§ Exercise directions
Repeat the line that contains "query: the noun phrase to segment: **wall-mounted" exactly, along with each following line up to and including the last line of the entries.

• • • •

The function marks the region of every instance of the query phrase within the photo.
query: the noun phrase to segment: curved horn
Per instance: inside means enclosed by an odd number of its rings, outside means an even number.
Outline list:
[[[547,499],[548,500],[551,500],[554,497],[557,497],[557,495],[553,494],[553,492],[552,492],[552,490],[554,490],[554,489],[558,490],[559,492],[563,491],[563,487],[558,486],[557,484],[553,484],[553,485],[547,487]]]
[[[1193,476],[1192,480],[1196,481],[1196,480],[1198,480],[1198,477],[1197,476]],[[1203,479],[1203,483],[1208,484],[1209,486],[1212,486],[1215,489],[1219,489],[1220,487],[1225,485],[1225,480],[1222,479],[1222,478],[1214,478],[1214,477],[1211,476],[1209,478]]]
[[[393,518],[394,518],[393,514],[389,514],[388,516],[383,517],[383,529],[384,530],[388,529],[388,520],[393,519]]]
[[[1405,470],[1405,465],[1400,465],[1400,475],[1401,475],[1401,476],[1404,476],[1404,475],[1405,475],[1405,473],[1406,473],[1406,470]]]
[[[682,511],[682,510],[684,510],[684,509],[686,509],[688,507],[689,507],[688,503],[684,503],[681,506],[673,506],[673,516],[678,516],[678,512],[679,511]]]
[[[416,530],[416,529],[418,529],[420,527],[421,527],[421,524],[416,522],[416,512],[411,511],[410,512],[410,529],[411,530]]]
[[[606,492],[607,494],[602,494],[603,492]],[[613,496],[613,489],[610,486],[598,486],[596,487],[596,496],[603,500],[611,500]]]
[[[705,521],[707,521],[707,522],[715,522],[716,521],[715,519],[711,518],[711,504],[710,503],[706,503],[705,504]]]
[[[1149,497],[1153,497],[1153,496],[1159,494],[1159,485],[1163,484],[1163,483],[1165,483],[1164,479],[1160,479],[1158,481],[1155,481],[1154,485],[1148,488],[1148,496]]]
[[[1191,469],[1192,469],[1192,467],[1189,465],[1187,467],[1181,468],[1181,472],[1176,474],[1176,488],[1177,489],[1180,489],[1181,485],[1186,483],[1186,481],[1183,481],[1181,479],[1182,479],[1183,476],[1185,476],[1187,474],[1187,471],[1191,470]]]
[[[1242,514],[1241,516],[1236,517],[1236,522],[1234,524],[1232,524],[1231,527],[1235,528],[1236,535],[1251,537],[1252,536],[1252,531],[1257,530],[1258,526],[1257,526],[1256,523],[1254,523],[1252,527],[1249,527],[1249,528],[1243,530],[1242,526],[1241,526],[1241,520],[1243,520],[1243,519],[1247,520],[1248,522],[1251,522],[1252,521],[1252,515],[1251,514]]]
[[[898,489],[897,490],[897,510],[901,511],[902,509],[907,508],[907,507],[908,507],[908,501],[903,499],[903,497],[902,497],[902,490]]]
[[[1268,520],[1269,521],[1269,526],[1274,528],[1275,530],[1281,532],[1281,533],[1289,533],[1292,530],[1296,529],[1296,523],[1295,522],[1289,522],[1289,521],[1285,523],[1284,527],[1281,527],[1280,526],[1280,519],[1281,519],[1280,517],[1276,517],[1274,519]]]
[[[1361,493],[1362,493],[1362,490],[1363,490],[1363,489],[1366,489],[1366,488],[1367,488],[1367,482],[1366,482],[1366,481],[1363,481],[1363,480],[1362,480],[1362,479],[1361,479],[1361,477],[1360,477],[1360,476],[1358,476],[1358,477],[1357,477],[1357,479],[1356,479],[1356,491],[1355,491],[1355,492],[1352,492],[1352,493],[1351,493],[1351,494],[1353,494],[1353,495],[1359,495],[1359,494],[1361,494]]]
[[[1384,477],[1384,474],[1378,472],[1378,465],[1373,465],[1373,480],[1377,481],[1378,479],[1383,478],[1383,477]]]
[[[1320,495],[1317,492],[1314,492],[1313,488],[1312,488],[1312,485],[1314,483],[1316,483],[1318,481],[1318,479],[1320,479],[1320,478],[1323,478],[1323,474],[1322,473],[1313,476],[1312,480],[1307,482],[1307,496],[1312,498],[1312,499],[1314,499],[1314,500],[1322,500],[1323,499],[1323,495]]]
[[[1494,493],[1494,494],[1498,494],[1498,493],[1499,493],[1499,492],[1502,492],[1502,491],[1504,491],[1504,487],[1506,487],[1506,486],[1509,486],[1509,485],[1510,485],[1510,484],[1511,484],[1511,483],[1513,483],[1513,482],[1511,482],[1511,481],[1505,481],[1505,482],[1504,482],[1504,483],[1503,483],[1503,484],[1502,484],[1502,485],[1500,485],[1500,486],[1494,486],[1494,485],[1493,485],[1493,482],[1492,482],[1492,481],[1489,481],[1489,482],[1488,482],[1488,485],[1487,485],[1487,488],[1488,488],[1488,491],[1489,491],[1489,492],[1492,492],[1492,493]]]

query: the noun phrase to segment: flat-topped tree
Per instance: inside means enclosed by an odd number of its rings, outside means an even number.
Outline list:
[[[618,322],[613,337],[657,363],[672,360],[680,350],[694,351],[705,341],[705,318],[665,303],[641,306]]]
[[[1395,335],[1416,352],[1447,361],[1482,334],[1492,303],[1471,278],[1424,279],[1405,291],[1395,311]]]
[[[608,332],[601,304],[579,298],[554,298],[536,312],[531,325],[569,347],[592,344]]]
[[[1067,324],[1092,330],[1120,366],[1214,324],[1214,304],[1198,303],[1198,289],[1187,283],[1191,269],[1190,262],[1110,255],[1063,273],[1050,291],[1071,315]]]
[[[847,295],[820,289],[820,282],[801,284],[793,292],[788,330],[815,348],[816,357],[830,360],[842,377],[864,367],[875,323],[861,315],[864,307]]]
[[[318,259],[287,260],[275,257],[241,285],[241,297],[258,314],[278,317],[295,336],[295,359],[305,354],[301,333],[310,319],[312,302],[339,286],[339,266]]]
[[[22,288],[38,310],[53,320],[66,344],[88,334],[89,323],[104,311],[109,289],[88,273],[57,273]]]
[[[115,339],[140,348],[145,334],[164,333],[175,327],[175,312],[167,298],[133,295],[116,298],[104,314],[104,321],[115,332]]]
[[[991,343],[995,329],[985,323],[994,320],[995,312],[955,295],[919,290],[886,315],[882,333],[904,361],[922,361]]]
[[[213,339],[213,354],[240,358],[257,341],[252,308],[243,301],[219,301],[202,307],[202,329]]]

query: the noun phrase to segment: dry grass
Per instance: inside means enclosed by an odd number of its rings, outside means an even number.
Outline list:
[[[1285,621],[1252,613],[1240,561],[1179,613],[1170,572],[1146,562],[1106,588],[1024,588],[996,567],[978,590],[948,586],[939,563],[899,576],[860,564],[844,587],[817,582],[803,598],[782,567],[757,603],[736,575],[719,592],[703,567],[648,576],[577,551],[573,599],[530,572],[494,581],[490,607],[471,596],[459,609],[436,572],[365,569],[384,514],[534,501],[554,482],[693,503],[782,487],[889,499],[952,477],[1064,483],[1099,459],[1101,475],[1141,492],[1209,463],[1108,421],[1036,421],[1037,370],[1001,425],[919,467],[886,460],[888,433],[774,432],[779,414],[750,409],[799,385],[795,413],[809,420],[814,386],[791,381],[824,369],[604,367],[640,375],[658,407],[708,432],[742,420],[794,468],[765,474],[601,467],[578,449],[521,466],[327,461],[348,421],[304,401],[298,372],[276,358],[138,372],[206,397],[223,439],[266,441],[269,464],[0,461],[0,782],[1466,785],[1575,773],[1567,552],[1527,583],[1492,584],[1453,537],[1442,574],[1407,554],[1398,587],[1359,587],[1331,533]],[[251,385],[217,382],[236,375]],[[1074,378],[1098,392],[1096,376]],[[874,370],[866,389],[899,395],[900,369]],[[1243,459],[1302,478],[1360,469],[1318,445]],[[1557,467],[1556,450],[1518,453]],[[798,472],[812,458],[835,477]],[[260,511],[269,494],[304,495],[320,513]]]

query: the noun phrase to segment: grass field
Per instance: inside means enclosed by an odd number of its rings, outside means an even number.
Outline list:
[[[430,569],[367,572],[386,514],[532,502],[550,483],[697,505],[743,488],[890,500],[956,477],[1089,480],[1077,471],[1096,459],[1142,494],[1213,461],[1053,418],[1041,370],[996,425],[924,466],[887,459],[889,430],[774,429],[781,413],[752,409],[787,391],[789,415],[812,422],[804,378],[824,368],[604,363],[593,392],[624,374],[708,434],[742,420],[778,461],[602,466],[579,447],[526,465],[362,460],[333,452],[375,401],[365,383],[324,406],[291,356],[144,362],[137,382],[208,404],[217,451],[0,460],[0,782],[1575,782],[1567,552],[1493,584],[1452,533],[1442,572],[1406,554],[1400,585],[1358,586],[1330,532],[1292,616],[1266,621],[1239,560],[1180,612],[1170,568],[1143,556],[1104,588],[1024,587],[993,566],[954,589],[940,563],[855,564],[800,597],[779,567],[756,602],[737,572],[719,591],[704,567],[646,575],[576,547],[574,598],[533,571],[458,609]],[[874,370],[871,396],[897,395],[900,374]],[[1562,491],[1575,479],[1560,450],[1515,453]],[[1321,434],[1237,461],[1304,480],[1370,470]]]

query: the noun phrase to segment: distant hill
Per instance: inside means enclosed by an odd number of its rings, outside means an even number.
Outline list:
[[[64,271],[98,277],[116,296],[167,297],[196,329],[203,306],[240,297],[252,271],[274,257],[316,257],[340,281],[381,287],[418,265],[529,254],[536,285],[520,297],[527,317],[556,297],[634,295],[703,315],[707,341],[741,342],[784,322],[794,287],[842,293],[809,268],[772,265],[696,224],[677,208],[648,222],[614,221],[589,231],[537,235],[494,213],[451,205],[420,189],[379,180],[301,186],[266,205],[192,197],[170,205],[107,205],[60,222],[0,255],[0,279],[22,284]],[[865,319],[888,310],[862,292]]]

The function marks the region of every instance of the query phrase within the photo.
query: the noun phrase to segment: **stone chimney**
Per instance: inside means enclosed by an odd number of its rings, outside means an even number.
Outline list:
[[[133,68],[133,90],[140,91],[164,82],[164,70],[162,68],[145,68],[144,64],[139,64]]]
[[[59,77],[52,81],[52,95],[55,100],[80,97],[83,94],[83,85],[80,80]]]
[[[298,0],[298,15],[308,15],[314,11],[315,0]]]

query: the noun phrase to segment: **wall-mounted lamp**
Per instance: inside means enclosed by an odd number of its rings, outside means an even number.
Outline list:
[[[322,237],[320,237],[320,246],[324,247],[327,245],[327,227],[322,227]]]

• • • •

§ Response to the task
query: the noun phrase to segment: **wall-mounted lamp**
Per instance: inside means enclosed by an odd number of its rings, outside means an even number.
Outline list:
[[[322,237],[320,237],[320,246],[324,247],[327,245],[327,227],[322,227]]]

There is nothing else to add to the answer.